#### Document extract

You get bit by a non-venomous garter snake in your garden. It might be scary, but you know there isn’t venom in your veins. Should you go to the ER? Dr. Troy Madsen explains why a dog bite is actually more dangerous than one from a non-poisonous snake, but why you might want to go to the emergency room if you are behind on your tetanus booster.

Episode Transcript

Interviewer: You get bitten by a non-poisonous snake, ER or not? That's next on The Scope.

Announcer: Is it bad enough to go to the emergency room? Or isn't it? You're listening to "ER or Not" on The Scope.

Interviewer: It's the game where you get to decide whether or not you would go to the ER and then we find out the correct answer from Dr. Troy Madsen, emergency room physician at University of Utah Health Care. ER or not today, you are bitten by a non-poisonous snake. Is that a reason to go to the ER?

Dr. Madsen: Non-poisonous snakes, first of all, you want to know that it is a non-poisonous snake. So in Utah, we're thinking primarily about rattlesnakes being the poisonous snake here of concern. So if you know it's not a rattlesnake, if it's a little garden snake that was in your yard, you picked it up, it bit your finger, not necessarily a reason to go to the ER.

Interviewer: Okay.

Dr. Madsen: But there is kind of one little caveat here, with this. With any bite, and we always think about it with snakebites, you have to think about tetanus. Something we have to think about with any laceration, anything like that. So if you can tell yourself, "Okay. I know I had a tetanus booster. It's been within the last 10 years. I'm covered there." In terms of the bite itself, everything's moving okay, it's not like it affected any tendons, nerves, nothing like that, it's not a real deep bite, it's probably something you can just wash out at home and not go to the ER.

########
#### Provided data

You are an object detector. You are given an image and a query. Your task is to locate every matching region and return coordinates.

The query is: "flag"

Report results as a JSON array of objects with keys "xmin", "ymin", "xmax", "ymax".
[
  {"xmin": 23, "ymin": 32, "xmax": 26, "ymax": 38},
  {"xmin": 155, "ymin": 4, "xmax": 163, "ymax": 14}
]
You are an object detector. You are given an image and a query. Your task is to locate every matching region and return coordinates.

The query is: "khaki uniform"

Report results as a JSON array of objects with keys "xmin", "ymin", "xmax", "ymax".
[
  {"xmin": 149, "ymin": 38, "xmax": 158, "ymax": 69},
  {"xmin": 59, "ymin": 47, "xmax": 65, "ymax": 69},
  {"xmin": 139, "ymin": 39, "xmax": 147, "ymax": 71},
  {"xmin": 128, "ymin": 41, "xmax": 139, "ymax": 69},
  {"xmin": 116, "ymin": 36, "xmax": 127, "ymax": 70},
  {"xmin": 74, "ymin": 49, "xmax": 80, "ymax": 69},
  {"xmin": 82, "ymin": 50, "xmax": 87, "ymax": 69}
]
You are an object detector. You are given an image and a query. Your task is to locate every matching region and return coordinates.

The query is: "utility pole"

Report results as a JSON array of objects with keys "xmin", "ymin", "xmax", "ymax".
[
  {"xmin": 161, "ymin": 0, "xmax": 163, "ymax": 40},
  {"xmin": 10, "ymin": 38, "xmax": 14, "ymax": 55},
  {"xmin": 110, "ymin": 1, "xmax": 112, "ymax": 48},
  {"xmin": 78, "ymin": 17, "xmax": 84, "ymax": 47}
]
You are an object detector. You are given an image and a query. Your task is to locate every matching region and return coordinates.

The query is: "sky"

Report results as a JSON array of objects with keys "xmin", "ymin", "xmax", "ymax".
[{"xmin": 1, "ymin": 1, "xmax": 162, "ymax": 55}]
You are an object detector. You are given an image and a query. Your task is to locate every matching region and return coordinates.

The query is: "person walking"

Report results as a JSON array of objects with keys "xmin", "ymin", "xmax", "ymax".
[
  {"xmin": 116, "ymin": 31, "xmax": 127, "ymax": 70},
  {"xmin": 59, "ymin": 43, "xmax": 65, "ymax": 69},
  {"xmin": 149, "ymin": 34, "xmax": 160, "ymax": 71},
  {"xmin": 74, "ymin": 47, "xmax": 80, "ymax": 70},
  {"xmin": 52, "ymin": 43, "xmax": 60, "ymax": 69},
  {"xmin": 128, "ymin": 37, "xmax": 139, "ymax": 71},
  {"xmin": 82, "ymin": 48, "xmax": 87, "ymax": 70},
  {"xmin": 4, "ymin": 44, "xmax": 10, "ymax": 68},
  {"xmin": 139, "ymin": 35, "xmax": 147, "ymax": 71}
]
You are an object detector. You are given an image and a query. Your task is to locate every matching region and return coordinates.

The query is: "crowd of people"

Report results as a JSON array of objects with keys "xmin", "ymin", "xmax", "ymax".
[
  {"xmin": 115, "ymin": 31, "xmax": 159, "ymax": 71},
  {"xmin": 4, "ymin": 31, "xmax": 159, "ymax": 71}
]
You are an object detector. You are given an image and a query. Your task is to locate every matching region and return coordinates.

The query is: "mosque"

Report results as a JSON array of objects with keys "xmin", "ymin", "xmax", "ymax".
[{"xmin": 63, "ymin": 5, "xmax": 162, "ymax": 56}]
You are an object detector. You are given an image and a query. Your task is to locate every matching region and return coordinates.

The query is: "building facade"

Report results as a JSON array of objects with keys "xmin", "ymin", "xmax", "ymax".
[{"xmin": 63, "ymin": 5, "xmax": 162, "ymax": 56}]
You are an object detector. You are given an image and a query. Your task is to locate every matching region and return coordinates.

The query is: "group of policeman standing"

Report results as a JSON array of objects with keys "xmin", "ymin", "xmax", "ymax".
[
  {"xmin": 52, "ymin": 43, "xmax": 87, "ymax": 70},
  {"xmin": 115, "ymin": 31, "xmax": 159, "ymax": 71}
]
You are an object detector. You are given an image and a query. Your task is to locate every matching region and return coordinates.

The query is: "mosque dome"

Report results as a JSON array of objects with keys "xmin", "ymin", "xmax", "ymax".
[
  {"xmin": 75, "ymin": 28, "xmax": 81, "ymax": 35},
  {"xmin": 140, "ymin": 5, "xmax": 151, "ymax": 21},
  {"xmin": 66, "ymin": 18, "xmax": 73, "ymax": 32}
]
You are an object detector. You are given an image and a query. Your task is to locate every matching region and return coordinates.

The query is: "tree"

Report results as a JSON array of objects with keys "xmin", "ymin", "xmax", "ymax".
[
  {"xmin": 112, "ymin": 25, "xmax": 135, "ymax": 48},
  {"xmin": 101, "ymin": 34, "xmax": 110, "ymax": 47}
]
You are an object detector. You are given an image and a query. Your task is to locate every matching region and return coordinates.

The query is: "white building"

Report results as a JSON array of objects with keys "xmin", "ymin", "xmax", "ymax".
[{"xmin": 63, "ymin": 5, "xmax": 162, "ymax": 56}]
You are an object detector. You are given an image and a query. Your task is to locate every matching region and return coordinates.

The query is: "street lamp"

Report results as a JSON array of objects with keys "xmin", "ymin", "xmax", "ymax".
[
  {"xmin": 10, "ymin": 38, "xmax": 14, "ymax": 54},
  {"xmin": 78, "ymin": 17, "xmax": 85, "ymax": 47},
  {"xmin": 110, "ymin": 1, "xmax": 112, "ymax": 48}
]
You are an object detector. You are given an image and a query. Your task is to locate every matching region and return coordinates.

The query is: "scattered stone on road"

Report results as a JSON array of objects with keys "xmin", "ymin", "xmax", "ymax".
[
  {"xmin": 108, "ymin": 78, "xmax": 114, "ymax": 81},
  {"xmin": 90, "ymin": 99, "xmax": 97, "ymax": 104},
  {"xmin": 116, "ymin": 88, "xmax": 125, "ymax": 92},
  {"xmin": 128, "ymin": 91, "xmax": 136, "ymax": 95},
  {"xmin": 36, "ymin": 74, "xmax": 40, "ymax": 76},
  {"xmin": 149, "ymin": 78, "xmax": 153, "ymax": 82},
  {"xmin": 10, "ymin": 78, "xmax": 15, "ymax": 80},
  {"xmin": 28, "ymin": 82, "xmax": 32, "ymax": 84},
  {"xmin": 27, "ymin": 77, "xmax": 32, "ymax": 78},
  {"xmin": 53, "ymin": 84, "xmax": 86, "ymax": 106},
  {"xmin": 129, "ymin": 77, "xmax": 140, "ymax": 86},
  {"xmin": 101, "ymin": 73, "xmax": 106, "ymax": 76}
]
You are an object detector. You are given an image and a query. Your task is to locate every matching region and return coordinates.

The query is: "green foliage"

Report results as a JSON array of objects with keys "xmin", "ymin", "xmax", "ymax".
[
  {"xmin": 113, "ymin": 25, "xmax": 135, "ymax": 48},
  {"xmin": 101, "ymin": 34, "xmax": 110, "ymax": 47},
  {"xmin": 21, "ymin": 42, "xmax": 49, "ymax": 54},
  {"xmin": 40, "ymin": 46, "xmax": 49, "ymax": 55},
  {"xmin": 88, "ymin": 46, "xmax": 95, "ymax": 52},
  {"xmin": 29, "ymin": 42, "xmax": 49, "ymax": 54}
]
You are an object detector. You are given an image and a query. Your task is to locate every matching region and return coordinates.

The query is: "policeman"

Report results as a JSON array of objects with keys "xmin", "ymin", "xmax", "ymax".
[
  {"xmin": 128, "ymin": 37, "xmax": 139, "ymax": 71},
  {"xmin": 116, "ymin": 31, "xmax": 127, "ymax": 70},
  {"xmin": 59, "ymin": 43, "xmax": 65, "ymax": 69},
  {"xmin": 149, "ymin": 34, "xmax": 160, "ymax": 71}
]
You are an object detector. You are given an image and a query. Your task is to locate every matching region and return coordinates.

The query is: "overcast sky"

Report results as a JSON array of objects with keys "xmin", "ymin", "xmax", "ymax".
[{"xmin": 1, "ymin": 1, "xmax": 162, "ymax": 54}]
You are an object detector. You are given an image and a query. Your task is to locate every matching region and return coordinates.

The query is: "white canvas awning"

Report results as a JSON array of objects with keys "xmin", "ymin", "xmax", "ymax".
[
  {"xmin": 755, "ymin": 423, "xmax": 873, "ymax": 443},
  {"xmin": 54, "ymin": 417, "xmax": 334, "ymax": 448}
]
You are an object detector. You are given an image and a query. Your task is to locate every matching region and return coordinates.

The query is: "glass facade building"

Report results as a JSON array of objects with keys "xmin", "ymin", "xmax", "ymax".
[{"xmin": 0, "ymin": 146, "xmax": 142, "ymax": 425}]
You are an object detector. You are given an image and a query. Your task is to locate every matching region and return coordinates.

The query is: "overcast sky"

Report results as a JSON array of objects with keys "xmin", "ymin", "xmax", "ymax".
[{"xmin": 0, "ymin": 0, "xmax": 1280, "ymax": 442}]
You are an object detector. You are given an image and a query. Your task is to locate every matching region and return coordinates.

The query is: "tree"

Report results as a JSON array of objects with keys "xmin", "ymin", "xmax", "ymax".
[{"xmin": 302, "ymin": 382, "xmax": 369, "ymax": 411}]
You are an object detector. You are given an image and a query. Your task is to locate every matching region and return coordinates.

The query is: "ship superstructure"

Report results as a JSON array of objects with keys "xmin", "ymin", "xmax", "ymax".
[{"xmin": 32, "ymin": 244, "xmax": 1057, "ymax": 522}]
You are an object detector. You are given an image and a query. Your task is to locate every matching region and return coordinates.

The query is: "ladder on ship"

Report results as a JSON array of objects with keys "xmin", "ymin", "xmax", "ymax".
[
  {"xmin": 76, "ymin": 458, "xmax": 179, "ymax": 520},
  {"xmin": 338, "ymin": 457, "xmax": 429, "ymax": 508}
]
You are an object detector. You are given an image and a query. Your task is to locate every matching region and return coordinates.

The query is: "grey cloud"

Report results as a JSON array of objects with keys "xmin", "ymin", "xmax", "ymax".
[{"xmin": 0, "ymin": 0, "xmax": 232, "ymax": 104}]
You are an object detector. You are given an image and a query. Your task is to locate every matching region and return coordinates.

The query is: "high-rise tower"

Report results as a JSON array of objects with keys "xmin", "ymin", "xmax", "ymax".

########

**Work order 1:**
Summarize the snakebite transcript in two sentences.
**Work order 2:**
Resume the snakebite transcript after its final sentence.
The rows are separate material from the snakebite transcript.

**Exercise answer 1:**
Dr. Troy Madsen, an emergency room physician at University of Utah Health Care, says a bite from a snake known to be non-poisonous, such as a small garden snake rather than a rattlesnake in Utah, is not necessarily a reason to go to the ER. The caveat is tetanus: if the person has had a booster within the last 10 years and the bite is not deep and has not affected tendons or nerves, it can probably be washed out at home.

**Exercise answer 2:**
Interviewer: What about infection? Is that a worry in a snakebite as well? I know it's a worry with a lot of other bites.

Dr. Madsen: It is for a lot of other bites. And again, certainly, infection is something that you think about with snakebites. But if someone comes to the ER, they've got a couple little fang marks on their finger from a snakebite, and it looks clean, it's not like a real dirty wound where they were working in the garden and their hands were real dirty and then the snakebite pushed a bunch of dirt into their finger, I'm not really going to start that person on an antibiotic for that.

Interviewer: Fascinating. So like getting bit by a dog, more worry of infection than getting bitten by a snake?

Dr. Madsen: It is. And for me, it is just because the dog bites are usually deeper. There's usually more tissue involved. I don't know. I can't say I have ever looked to see what the germ content of a dog's mouth versus a snake's mouth is.

Interviewer: There's somebody out there that probably knows.

Dr. Madsen: There probably is, but for me, it's more just the fact that the dog bites are usually a much larger area, usually deeper, usually a lot more tissue involved.

Interviewer: Okay.

Dr. Madsen: That's why with dog bites, I am usually thinking more starting antibiotics to prevent an infection where with snakebites, typically, not such a concern, but something you have to watch out for to make sure nothing develops.

Interviewer: All right. So a non-poisonous snake bite, no need to go to the ER as long as you are sure you've had that tetanus booster within the past 10 years.

Dr. Madsen: Exactly.

Interviewer: Wash it out and just watch it, at that point.

Dr. Madsen: Yeah, wash it out. You can use some antibiotic ointment on it, keep an eye on it, make sure it doesn't develop an infection.

Interviewer: And if you have not had that tetanus shot, urgent care? Can they give you...

Dr. Madsen: Urgent care is fine, yep. You get in to see your doctor within the next day or two, that's fine as well.